Given instruction: Repeat exactly each line of the data provided below.

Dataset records
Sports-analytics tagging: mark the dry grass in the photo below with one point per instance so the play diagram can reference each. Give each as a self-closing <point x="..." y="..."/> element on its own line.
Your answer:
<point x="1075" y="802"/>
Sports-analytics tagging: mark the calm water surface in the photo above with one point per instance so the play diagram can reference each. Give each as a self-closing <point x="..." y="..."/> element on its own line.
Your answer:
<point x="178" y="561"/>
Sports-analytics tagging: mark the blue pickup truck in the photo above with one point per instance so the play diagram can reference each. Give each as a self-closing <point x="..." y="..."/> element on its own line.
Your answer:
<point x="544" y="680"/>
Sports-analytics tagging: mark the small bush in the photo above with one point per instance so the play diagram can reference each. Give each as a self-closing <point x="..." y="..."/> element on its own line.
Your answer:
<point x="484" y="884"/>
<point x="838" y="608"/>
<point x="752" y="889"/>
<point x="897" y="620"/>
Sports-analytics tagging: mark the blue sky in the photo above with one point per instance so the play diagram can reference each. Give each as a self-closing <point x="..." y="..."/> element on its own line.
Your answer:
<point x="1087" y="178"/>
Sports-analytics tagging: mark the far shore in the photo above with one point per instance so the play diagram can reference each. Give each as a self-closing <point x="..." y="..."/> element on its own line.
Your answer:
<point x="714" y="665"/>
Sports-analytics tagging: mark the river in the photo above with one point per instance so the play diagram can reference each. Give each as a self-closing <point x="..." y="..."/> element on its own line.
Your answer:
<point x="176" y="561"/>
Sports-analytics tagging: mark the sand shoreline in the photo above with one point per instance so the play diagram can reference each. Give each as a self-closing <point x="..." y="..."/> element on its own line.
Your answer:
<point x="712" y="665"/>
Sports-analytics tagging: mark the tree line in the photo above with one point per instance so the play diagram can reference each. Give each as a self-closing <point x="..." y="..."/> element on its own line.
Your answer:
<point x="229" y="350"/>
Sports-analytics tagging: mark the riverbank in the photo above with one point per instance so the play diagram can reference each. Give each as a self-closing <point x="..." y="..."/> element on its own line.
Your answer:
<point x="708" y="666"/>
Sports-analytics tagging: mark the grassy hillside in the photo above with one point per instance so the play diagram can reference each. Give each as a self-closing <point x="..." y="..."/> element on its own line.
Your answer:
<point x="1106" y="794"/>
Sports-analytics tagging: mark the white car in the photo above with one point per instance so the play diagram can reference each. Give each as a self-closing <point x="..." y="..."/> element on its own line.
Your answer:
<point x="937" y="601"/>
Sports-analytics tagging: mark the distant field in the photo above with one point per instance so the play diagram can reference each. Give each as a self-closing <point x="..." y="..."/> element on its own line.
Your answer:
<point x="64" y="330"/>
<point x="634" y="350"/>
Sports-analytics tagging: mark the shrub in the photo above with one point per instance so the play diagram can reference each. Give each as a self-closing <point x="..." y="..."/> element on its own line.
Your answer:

Correct response:
Sports-analytics tagging: mark the dry grass in the photo below with one point per instance so the play diagram can reference each. Give each as a self-closing <point x="..." y="..."/> element on its own line.
Your answer:
<point x="1075" y="802"/>
Sports-analytics tagging: mark the calm water surface in the photo above with one point per instance so the play diagram can reference each. Give each as a self-closing <point x="..." y="..."/> element on its own line.
Your answer:
<point x="178" y="561"/>
Sports-analytics tagging: mark the blue pickup truck in the photo above with one point per instance so the play diagram can reference each. Give each as a self-closing <point x="..." y="..."/> element on its own line.
Your answer:
<point x="544" y="680"/>
Sports-analytics tagging: mark the small bush in the photo above with one point per instance so the play diagram can reference each. Give each as a self-closing <point x="..." y="..."/> element on its own line.
Your answer:
<point x="484" y="884"/>
<point x="838" y="608"/>
<point x="752" y="889"/>
<point x="897" y="620"/>
Sports-analytics tagging: mark the blue sky in the photo above with one point per instance so the play diagram can reference each. Give each as a self-closing <point x="..." y="..."/> element on its own line.
Your answer:
<point x="1087" y="178"/>
Sports-analytics tagging: mark the far shore in the photo above with one point per instance so the play diagram can reference each. Give each as a self-closing <point x="..." y="..."/> element on its own line.
Your answer:
<point x="714" y="665"/>
Sports-analytics tagging: mark the river in the photo above with one point per instance so the play diagram can reference each. Give each as a self-closing <point x="..." y="..."/> element on its own line.
Your answer:
<point x="176" y="561"/>
Sports-analytics tagging: mark the sand shoreline in the photo above with one point per instance so the play diagram can reference each. Give each as a self-closing <point x="..." y="..."/> element on its own line.
Your answer:
<point x="712" y="665"/>
Sports-analytics tagging: mark the tree line in the photo above with one point per instance so the play diagram can reference each. Give each as a self-closing <point x="..." y="..."/> element on its own line.
Your answer:
<point x="229" y="350"/>
Sports-analytics tagging: mark the riverbank in the photo above with one point per instance so the play diagram can reference each. Give each as a self-closing <point x="..." y="..."/> element on its own line.
Your answer:
<point x="708" y="666"/>
Sports-analytics tagging: mark the grassy hillside in the photo above with one point per instance so the play diagram can reference each. Give each as a self-closing <point x="..." y="..."/> element on its own line.
Your answer:
<point x="1106" y="794"/>
Sports-analytics tagging: mark the white car in the photo above with one point per instance so the play diagram can reference each. Give each as a self-closing <point x="..." y="..."/> element on its own line.
Your answer:
<point x="937" y="601"/>
Sports-analytics tagging: mark the distant field in the photo above with one point per instance so the play diagram can reference each. Give each as a self-closing <point x="..." y="..."/> element on its own line.
Your answer:
<point x="64" y="330"/>
<point x="634" y="350"/>
Sports-analytics tagging: mark the shrub in the photo above with one point per instance so the play diagram can reference each. Give each as a self-closing <point x="..." y="..."/> element on its own line.
Your answer:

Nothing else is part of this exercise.